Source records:
--------------------

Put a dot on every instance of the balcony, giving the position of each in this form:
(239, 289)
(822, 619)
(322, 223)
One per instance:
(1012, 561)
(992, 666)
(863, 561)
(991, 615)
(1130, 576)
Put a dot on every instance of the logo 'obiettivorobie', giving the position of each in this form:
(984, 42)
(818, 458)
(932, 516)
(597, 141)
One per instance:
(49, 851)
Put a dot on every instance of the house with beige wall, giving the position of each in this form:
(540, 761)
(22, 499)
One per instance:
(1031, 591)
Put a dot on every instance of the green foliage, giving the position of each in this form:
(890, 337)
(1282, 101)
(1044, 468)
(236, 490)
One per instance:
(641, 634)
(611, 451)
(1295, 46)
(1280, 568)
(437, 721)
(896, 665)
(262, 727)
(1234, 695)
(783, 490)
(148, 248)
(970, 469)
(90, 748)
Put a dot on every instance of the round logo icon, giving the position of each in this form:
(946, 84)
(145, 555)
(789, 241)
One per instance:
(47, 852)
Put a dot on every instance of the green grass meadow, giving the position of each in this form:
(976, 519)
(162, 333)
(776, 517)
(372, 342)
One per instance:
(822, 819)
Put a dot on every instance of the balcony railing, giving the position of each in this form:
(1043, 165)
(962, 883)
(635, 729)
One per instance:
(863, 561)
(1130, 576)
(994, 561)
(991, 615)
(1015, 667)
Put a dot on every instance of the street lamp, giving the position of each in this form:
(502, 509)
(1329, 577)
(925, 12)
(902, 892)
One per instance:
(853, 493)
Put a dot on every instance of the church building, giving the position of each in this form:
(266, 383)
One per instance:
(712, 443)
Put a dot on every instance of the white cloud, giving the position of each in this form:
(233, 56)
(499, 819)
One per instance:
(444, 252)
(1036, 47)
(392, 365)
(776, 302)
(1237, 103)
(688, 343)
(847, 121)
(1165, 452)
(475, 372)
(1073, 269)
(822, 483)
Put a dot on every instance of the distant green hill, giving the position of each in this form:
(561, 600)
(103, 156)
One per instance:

--------------------

Exercise> What is needed is an exact copy of every record above.

The completed task>
Put a dot on every instance of the balcony, giving the position of each in this form:
(239, 289)
(822, 619)
(322, 223)
One per instance:
(1012, 561)
(992, 666)
(863, 561)
(991, 615)
(1130, 576)
Put a dot on every instance of the logo 'obiettivorobie', giving the position of each in this form:
(984, 42)
(818, 458)
(932, 516)
(597, 141)
One per instance:
(49, 851)
Put a dot on every instance of the house with beige wall, giving the position of each in this form:
(540, 761)
(22, 499)
One per instance:
(1031, 591)
Put a dot on every instance of the green foliage, giving the position of each in this form:
(890, 337)
(1282, 101)
(1044, 468)
(236, 490)
One per instance:
(641, 634)
(611, 451)
(1295, 46)
(1280, 568)
(437, 721)
(896, 665)
(262, 727)
(1234, 695)
(783, 490)
(148, 248)
(970, 469)
(90, 748)
Put a dot on every instance of the round logo icon, giving the position of each in this form:
(946, 84)
(145, 555)
(789, 241)
One per instance:
(47, 852)
Put a dot on every instance of the green grass meadow, giving the position of each in this form:
(976, 519)
(162, 333)
(776, 517)
(372, 342)
One per instance:
(822, 819)
Put a dot on every instance of the balcony railing, giving the position of each in this form:
(1043, 165)
(962, 883)
(635, 729)
One per instance:
(863, 561)
(1130, 576)
(994, 561)
(991, 615)
(1015, 667)
Put a dot on every instance of the street lamp, giving the position of each in this form:
(502, 509)
(1329, 577)
(925, 12)
(902, 892)
One per instance:
(853, 493)
Put a dot on every instance of the church building, giving the position of each in this form:
(266, 383)
One per instance:
(712, 443)
Put a dot on every instance of the white cloud, giving the position of each in this form:
(233, 56)
(499, 819)
One per instance:
(444, 252)
(1036, 47)
(392, 365)
(776, 302)
(1237, 103)
(688, 343)
(847, 121)
(1165, 452)
(475, 372)
(1073, 269)
(822, 483)
Put a dot on every instance of the distant green hill, giving the position of each in this form:
(561, 600)
(103, 156)
One per instance:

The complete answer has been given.